One of the things I’ve really enjoyed about The Expanse series is how — like Battlestar Galactica — it balances the more fantastical elements of the sci-fi with questions about the human condition and explorations of how we continue hold ourselves back with the same prejudices and struggles for power, even if they are wearing different clothing. History is doomed to repeat itself, basically.

From the beginning, there has been friction between humans from the Inner Planets — Earth and Mars — and those from the Outer Planets, called Belters (as in, beyond the asteroid belt.) The first three stories saw people coming together in the face of perceived larger threats, but the tensions were never resolved; just tabled. Here, they finally come to a head again, after seeing the larger alien threat turn out to be mostly harmless (and in fact, possibly beneficial, what with the portals to new planets.)

As always, Holden and his crew find themselves in the thick of things, as they are basically conflict professionals at this point and have been officially hired to oversee and keep the peace. The book, in a few places, pokes a bit of fun at Holden’s hero complex and how he always seems to be the only one who can save the galaxy. To its credit, Holden is such an everyman character, such a likeable guy, that it’s not ever particularly obnoxious. He’s just a guy who wants to help people and happens to be the favorite haunt-ee of an alien ghost who has insight about, well, alien stuff.

Rows of box annotation data ::
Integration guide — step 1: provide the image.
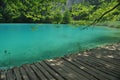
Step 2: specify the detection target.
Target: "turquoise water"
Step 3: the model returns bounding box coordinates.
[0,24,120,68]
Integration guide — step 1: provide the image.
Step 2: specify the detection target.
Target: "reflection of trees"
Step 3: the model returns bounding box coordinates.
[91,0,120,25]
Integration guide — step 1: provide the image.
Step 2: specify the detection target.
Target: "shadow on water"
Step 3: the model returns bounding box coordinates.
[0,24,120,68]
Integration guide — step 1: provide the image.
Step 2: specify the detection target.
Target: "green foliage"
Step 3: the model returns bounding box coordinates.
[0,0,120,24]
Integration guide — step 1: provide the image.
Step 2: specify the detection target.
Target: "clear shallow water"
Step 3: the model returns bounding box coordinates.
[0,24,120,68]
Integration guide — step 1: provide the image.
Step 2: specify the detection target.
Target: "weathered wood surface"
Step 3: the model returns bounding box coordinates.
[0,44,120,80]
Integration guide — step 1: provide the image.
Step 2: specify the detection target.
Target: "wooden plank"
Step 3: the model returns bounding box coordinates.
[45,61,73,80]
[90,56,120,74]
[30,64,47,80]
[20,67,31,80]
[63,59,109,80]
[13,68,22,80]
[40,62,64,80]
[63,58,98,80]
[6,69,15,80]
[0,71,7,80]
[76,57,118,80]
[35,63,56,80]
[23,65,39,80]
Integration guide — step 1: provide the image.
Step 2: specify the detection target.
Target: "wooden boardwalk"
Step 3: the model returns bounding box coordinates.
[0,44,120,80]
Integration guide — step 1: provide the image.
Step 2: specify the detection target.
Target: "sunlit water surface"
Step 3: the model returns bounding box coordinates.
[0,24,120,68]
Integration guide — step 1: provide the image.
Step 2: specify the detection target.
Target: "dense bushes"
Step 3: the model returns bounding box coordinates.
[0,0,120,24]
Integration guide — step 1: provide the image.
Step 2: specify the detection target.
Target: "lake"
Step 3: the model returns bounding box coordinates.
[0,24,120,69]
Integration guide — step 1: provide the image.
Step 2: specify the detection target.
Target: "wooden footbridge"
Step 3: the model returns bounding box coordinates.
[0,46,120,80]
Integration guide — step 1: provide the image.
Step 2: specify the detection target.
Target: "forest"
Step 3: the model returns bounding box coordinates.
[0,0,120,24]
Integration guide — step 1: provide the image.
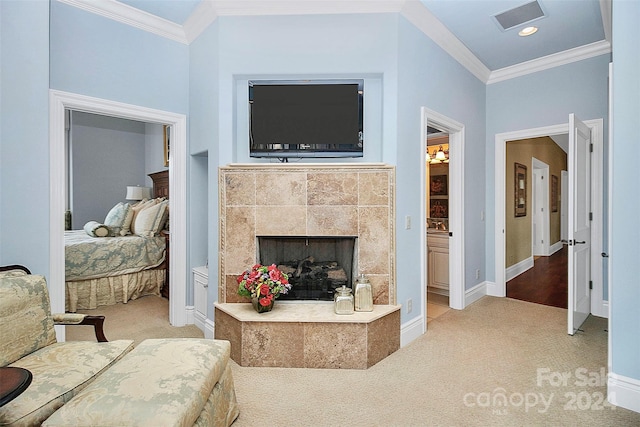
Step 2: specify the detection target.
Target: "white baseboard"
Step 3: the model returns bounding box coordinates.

DIRECTIONS ::
A - Answer these from the Expanse review:
(i) Which other series is The Expanse compared to?
(ii) Which two planets count as the Inner Planets?
(iii) What have Holden and his crew been officially hired to do?
B - Carry on the Expanse review past its last paragraph.

RESULTS OF THE TASKS ::
A -
(i) Battlestar Galactica
(ii) Earth and Mars
(iii) Oversee and keep the peace

B -
By the end of Cibola Burn, I came away with a favorable impression. But it did drag more than I remember the fist three doing, particularly in the beginning, and I do think it kind of overreached and tried to pack a LOT in, where any one of the conflicts or dangers could have been its own book. In the nearly 600-page book, this had (mild spoilers):

  • People on the new planet trying to kill each other
  • The planet trying to kill the people on it via some wicked natural disasters
  • Everyone on the planet maybe going blind from an eye-parasite
  • Ships in space needing to get rescued from burning up in the atmosphere
  • A shootout between the ships in space
  • Alien defense systems also threatening to blow up the ships, the planet, or both

And that’s not even getting into any of the interpersonal conflict. I’ll be fair: this is a space opera; it’s billed as such and it more than lives up to those expectations. Of COURSE there will be a lot going on. I just think the goings-on were not managed quite as well with this one? But it’s a nitpick. This is still an exciting, engaging installment in a fantastic series.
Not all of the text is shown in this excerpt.